Repeat every entry exactly as it stands. Omit the images.

[Start of section]

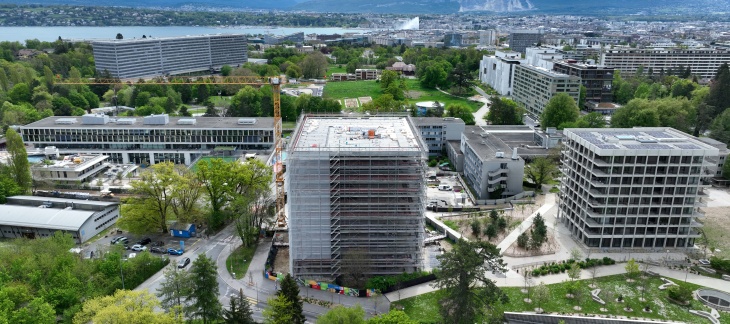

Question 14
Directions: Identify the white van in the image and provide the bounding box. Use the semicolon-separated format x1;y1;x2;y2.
438;184;452;191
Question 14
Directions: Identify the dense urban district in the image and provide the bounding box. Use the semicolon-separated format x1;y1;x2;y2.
2;7;730;324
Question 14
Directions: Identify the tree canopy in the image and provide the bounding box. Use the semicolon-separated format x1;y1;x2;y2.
4;127;31;193
446;103;475;125
434;239;508;323
540;93;579;130
486;96;522;125
73;290;177;324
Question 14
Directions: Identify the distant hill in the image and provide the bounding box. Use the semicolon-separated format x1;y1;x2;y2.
0;0;727;14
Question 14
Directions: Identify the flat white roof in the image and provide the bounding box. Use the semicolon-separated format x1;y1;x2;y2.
291;117;421;152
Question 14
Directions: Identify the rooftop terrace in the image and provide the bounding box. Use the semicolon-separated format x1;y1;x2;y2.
290;117;422;152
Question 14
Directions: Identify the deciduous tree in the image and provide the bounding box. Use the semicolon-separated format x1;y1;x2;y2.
366;309;417;324
317;304;366;324
446;103;475;125
625;258;640;281
524;157;557;190
156;264;192;315
73;290;176;324
118;162;181;233
540;93;579;130
5;128;31;193
532;282;550;313
434;239;508;323
486;96;522;125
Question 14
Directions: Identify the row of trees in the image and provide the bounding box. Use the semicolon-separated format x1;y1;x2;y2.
0;233;168;323
0;128;31;201
119;158;272;236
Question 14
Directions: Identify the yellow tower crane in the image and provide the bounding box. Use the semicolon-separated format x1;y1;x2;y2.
56;75;288;228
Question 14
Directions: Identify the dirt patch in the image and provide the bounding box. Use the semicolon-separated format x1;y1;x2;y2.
699;188;730;259
406;90;424;99
273;247;290;275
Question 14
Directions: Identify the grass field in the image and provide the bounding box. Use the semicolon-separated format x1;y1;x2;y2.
323;79;482;112
393;274;730;324
226;244;257;280
327;64;347;74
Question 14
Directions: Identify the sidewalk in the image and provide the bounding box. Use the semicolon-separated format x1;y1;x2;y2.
216;236;392;318
472;86;491;126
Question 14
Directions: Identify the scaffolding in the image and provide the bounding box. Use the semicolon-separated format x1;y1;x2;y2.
287;116;427;280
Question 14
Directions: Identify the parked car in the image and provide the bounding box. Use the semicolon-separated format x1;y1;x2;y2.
137;237;152;245
152;241;165;247
110;236;124;244
128;253;137;259
131;244;147;252
150;247;165;254
112;237;128;245
177;257;191;268
167;248;183;256
438;184;452;191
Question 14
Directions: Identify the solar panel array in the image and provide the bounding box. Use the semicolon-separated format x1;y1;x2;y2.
642;131;676;138
623;144;673;150
675;144;703;150
596;144;620;149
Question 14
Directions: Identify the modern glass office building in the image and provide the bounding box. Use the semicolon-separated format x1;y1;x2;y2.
20;115;274;165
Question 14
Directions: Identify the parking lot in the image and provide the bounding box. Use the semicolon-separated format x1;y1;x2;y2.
82;227;202;261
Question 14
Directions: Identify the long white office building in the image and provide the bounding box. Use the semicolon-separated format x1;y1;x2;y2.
20;114;274;166
600;48;730;80
92;34;247;79
559;128;717;249
478;50;526;96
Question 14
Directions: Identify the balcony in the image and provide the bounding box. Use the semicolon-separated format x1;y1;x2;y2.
487;175;507;184
593;158;611;166
589;189;609;197
590;179;609;187
488;168;509;177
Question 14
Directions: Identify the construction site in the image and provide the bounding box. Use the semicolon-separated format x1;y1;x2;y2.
286;116;427;282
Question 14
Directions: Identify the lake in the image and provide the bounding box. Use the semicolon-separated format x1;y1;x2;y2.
0;26;373;42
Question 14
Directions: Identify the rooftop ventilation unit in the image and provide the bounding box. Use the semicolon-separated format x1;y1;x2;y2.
496;151;505;158
143;114;169;125
117;118;137;125
637;137;657;143
82;114;109;125
178;118;197;125
55;118;77;125
238;118;257;125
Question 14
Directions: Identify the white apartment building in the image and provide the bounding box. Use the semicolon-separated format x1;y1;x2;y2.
461;126;525;201
600;48;730;80
478;50;526;96
92;34;247;79
525;47;564;70
20;114;274;166
559;128;718;249
31;154;109;186
411;117;466;156
512;65;581;118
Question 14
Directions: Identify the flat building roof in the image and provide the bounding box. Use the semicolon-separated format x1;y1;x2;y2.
290;116;422;152
567;128;719;153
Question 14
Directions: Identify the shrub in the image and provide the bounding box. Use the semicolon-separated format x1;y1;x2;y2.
603;257;615;265
710;257;730;273
541;269;549;276
532;269;541;277
667;285;692;304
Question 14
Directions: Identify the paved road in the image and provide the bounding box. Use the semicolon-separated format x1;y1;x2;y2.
472;86;491;126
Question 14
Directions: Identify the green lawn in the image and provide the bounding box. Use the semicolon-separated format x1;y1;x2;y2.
393;274;730;324
327;64;348;74
225;244;257;280
323;79;482;112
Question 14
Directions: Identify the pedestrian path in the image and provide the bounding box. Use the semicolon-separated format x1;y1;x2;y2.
496;193;556;252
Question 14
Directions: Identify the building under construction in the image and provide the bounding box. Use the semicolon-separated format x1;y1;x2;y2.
287;116;426;281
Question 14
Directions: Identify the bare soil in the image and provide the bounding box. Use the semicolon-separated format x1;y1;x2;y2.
273;247;290;275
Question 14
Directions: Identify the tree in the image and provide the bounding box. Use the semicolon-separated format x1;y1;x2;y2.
179;105;191;117
73;290;176;324
570;248;583;262
625;258;640;281
567;263;582;282
517;232;530;249
434;239;508;323
8;83;31;104
221;65;232;76
223;289;255;324
299;52;328;79
446;103;475;125
540;93;579;130
561;112;607;129
366;309;417;324
317;304;366;324
279;273;305;324
470;219;481;236
578;85;587;108
610;98;660;128
285;64;302;79
710;109;730;145
229;86;262;117
118;162;181;233
524;157;557;191
263;295;293;324
723;156;730;180
156;264;192;315
667;285;692;304
187;255;222;324
486;96;522;125
484;223;497;240
418;60;451;89
116;33;123;39
380;70;399;90
532;282;550;313
447;63;473;96
706;63;730;117
5;128;31;193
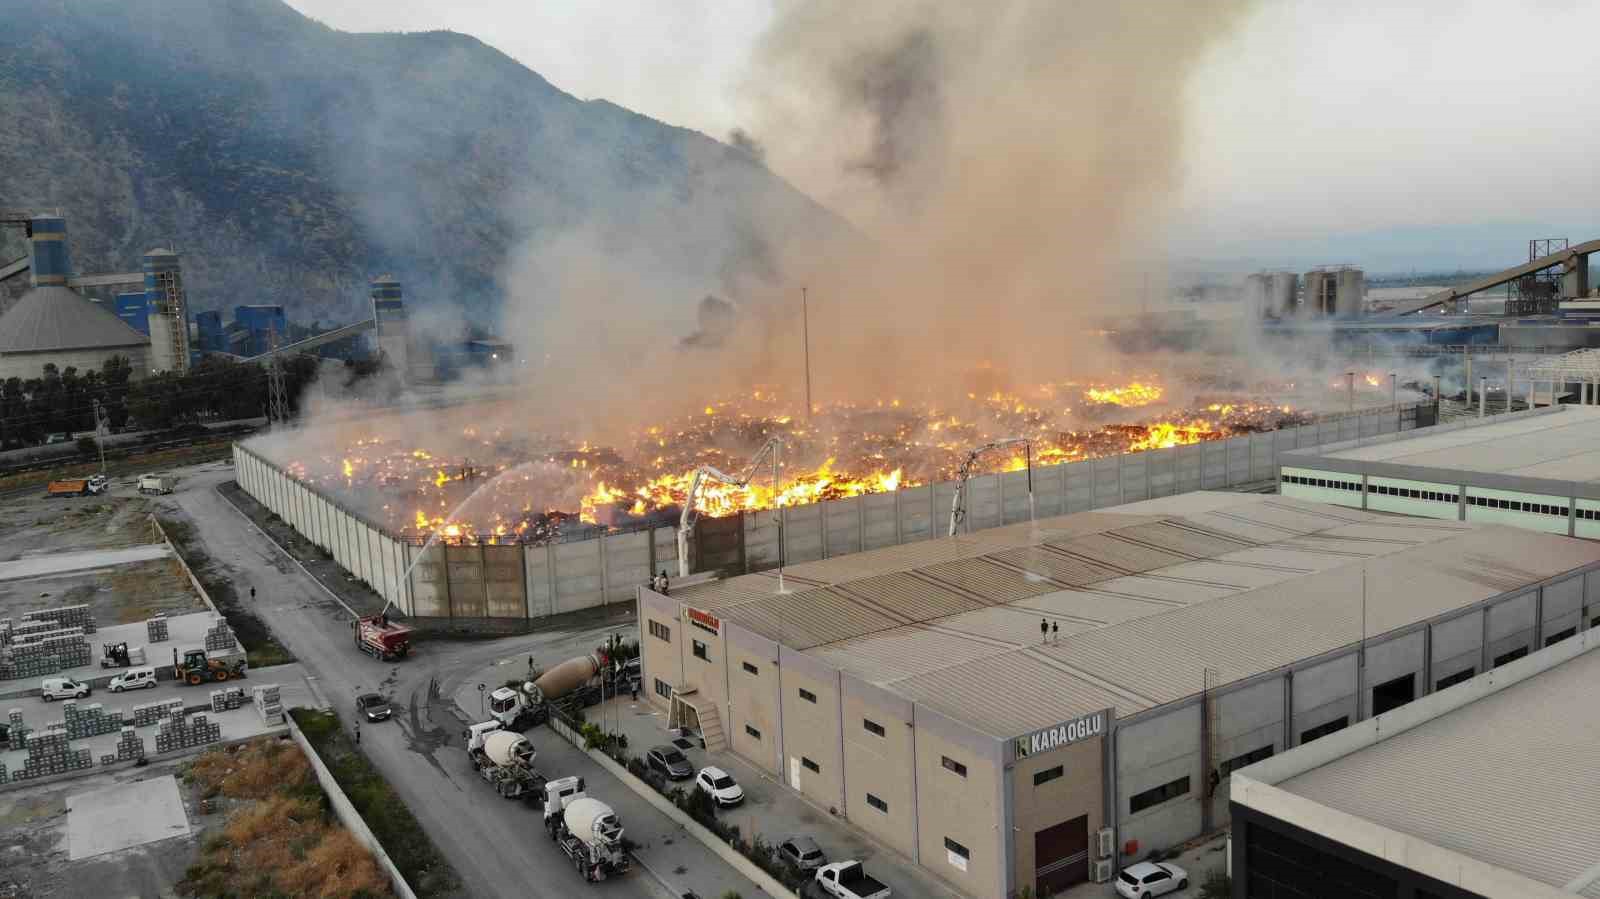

[End of section]

_SOLUTION FOR THIS TASK_:
Question 14
Directions: Identify the white van in the image and provide the bounding box. Use the semicolon-separated format x1;y1;x2;y2.
438;184;452;191
Question 14
Directions: Identify the dense urban district in the image and provide the bounding box. Use the semicolon-separated format x1;y1;x2;y2.
2;7;730;324
Question 14
Directions: Identify the tree canopy in the image and provide the bounding box. Use the semicolon-separated format x1;y1;x2;y2.
4;127;31;193
446;103;475;125
434;239;508;323
540;93;579;130
486;96;522;125
73;290;177;324
Question 14
Directions: Identify the distant hill in the image and provide the bounding box. Use the semicolon-separated format x1;y1;x2;y2.
0;0;727;14
Question 14
Directions: Identify the flat white roof in the image and provide the bounding box. Use the semicolon-separated format x1;y1;x2;y2.
291;117;421;152
Question 14
Directions: Identify the rooftop terrace in the image and provide the bounding box. Use the semicolon-separated format x1;y1;x2;y2.
290;117;422;152
Question 14
Directions: Identify the deciduous tree in the image and provide the bounding box. Use the semicolon-separated format x1;y1;x2;y2.
366;309;417;324
317;304;366;324
446;103;475;125
625;258;640;281
524;157;557;190
156;264;192;315
73;290;176;324
118;162;181;233
540;93;579;130
5;128;31;193
532;282;550;313
434;239;508;323
486;96;522;125
Question 14
Directions: Identify the row of trees in the image and provide the bounding box. Use the semicolon-separated format x1;y1;x2;y2.
0;233;168;323
0;128;31;201
119;158;272;236
Question 14
Directions: Identify the yellow tower crane in the image and provide the bounding box. Use the semicolon-separated format x1;y1;x2;y2.
56;75;288;228
Question 14
Directions: Identify the dirt patch in the image and provide the bounding box. Use the semicolon-separated format x1;y1;x2;y2.
699;188;730;259
406;90;424;99
273;247;290;275
Question 14
Directions: Identify the grass field in the image and provide the bounding box. Use the semicolon-separated format x1;y1;x2;y2.
323;79;482;112
393;274;730;324
226;244;257;280
327;64;347;74
Question 14
Directions: Identify the sidewalk in the image and provide the bounding box. Use the semicolon-separated format x1;y1;x2;y2.
216;236;392;318
472;86;491;126
Question 14
Directions: Identify the scaffolding in the image and provide the bounding box. Use the semicolon-separated format x1;y1;x2;y2.
287;116;427;280
Question 14
Directions: Identify the parked car in the image and provide the bounding box. Use the semicolon-separated format x1;y1;x2;y2.
137;237;152;245
152;241;165;247
110;236;124;244
128;253;137;259
131;244;147;252
150;247;165;254
112;237;128;245
177;257;191;268
167;248;183;256
438;184;452;191
Question 14
Directions: Identify the solar panel array in the image and provide the bounding box. Use the semicolon-separated format x1;y1;x2;y2.
642;131;676;138
623;144;673;150
675;144;703;150
596;144;620;149
Question 14
Directions: Identify the modern glass office building in the image and provide the bounding box. Use the semicolon-separated format x1;y1;x2;y2.
20;115;274;165
Question 14
Directions: Identify the parking lot in the image and provide the bounding box. Use the semicolon-separated format x1;y1;x2;y2.
82;227;202;261
Question 14
Directions: Identify the long white office building in the image and provide the bounding box. Use the semicolon-separated format x1;y1;x2;y2.
20;114;274;166
600;48;730;80
92;34;247;79
559;128;717;249
478;50;526;96
Question 14
Directions: Identify the balcony in the image and provide the bounding box. Use the semicolon-separated format x1;y1;x2;y2.
487;175;507;184
593;158;611;166
589;189;609;197
590;179;609;187
488;168;509;177
Question 14
Directions: Identify the construction site in the image and provide the bounding box. Use the semicolon-separated format x1;y1;x2;y2.
286;116;427;282
Question 14
Directions: Identify the lake in the image and provide the bounding box. Use the semicolon-separated format x1;y1;x2;y2.
0;26;373;42
Question 14
Directions: Identify the rooftop ventilation unit in the image and provide the bounding box. Use the semicolon-separated format x1;y1;x2;y2.
496;151;505;158
143;114;169;125
117;118;137;125
637;137;657;143
82;114;109;125
178;118;197;125
55;118;77;125
238;118;257;125
Question 14
Directions: Identify the white apartment building in the image and provide the bounding box. Use the semicolon-separated format x1;y1;x2;y2.
461;126;525;201
600;48;730;80
478;50;526;96
92;34;247;79
525;47;564;70
20;114;274;166
559;128;718;249
31;154;109;186
411;117;466;156
512;65;581;118
Question 14
Directions: Identify the flat building roof in the image and provide the bounding box. Use the semicolon-separated format x1;y1;x2;y2.
290;116;422;152
567;128;719;153
Question 14
Directions: Identify the shrub in the image and provide the bounding box. Use the semicolon-separated format x1;y1;x2;y2.
603;257;615;265
710;257;730;273
541;269;549;276
532;269;541;277
667;285;692;304
Question 14
Directions: Identify the paved road in the image and provide the bounding box. Use the semicolon-separated format x1;y1;x2;y2.
472;86;491;126
Question 14
Directions: Identify the green lawn in the image and provide the bounding box. Use the semicolon-separated format x1;y1;x2;y2.
393;274;730;324
327;64;348;74
225;244;257;280
323;79;482;112
Question 14
Directions: Identify the pedestrian path in the image and provide the bounding box. Use the semicolon-separated format x1;y1;x2;y2.
496;193;556;252
Question 14
Directions: Identify the building under construction in the image and provide the bounding box. Use the semicolon-separated format x1;y1;x2;y2.
287;116;426;281
Question 14
Directions: Identify the bare soil in the image and provide the bounding box. Use the semicolon-separated format x1;y1;x2;y2.
273;247;290;275
Question 14
Directions: Identify the tree in the image and provide the bounding box. Use the semicolon-separated format x1;y1;x2;y2.
179;105;191;117
73;290;176;324
570;248;583;262
625;258;640;281
567;263;582;282
517;232;530;249
434;239;508;323
8;83;31;104
221;65;232;76
223;289;255;324
299;52;328;79
446;103;475;125
540;93;579;130
561;112;607;129
366;309;417;324
317;304;366;324
279;273;305;324
470;219;481;236
578;85;587;108
610;98;660;128
285;64;302;79
710;109;730;145
229;86;262;117
118;162;181;233
524;157;557;191
263;295;293;324
723;156;730;180
156;264;192;315
667;285;692;304
187;255;222;324
486;96;522;125
484;223;497;240
418;60;451;89
116;33;123;39
380;70;399;90
532;282;550;313
447;63;473;96
706;63;730;117
5;128;31;193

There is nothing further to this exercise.